Recast every line of the listing below as a Markdown table with two columns, "Row" for the row number and "Line" for the line itself. Leave out any blank lines.

(Rows from a box labeling dataset)
** Start **
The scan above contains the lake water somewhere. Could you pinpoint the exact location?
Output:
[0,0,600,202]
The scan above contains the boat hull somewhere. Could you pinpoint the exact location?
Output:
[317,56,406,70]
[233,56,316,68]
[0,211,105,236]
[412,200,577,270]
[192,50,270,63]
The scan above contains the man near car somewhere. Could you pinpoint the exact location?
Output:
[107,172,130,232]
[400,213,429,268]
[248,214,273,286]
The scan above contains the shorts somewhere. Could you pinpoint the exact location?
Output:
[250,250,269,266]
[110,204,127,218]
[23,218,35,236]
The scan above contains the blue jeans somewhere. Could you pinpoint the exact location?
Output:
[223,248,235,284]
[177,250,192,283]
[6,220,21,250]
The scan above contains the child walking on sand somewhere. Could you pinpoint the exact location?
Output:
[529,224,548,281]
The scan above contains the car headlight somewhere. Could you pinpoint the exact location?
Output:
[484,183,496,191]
** End **
Response below:
| Row | Line |
|---|---|
| 1 | The scan above contains the lake water somewhere. Could you pinpoint the exact location? |
| 2 | Output: |
| 3 | [0,0,600,202] |
| 4 | The scan above contains the boat hull somewhere. Could you pinpoint the exact location? |
| 5 | Output: |
| 6 | [317,56,406,70] |
| 7 | [233,56,316,68] |
| 8 | [0,211,105,236] |
| 9 | [412,200,577,270] |
| 10 | [192,50,270,63] |
| 11 | The scan above contains the man near car somewhere. Could you pinpoint the exact location? |
| 12 | Output: |
| 13 | [107,172,130,232] |
| 14 | [400,213,429,268] |
| 15 | [248,214,273,286] |
| 16 | The scan above contains the shorts somewhere. Could you pinpoint the exact location? |
| 17 | Output: |
| 18 | [250,250,269,266] |
| 19 | [110,204,127,218] |
| 20 | [23,218,35,236] |
| 21 | The scan above contains the blue jeans somewhere. Could you pinpoint the exact location? |
| 22 | Output: |
| 23 | [223,248,235,284] |
| 24 | [177,250,192,283] |
| 25 | [6,220,21,250] |
| 26 | The scan above contains the child walking on sand somewhere. Could you pinpoint the exact location? |
| 27 | Output: |
| 28 | [529,224,548,281] |
| 29 | The scan above contains the car headlight somewhere. Could you pinpoint the exact location? |
| 30 | Output: |
| 31 | [484,183,496,191] |